Region labeling items
————

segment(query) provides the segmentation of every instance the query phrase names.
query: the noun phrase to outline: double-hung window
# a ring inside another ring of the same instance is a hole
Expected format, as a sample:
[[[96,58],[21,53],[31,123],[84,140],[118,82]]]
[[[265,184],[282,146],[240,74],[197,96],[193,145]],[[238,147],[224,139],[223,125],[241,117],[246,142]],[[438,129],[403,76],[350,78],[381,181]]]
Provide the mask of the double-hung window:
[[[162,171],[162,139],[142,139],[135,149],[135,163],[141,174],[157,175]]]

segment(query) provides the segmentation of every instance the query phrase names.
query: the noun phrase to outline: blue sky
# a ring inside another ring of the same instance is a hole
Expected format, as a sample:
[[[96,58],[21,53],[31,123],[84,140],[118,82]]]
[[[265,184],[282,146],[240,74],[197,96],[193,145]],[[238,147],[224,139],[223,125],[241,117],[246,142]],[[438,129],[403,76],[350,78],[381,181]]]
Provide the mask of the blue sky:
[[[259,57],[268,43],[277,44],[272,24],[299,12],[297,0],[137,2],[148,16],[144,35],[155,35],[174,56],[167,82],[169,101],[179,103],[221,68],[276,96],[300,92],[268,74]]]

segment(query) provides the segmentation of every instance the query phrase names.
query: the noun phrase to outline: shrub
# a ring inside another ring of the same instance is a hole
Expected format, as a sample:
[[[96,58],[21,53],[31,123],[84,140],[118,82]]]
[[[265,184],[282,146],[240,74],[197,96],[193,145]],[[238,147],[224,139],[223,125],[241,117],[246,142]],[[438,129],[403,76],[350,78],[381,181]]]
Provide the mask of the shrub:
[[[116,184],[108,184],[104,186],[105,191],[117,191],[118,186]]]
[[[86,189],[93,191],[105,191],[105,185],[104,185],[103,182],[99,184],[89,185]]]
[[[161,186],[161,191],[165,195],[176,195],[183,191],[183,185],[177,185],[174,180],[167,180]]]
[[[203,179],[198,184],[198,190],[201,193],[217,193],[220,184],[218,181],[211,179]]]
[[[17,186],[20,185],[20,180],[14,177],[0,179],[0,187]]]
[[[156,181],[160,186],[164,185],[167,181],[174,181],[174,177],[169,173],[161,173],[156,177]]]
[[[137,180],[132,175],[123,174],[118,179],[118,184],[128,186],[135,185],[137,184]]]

————

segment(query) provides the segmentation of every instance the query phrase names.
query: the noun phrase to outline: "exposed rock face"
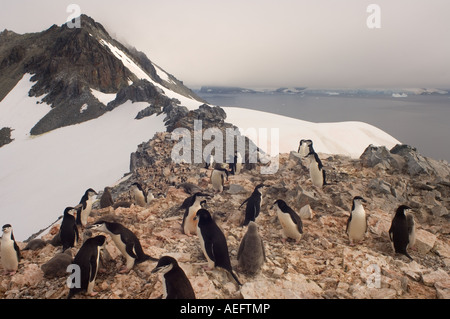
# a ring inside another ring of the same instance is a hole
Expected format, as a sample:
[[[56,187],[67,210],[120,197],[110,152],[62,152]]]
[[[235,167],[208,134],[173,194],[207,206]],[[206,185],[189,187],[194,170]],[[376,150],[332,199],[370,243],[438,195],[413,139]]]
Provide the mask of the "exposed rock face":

————

# [TASK TO COMPLETE]
Return each line above that includes the word "outline".

# [TASK SOLUTION]
query: the noun phrase to outline: double-hung window
query: the noun phrase to outline: blue sky
query: the noun phrase to outline: shrub
query: the noun phrase to outline: "exposed rock face"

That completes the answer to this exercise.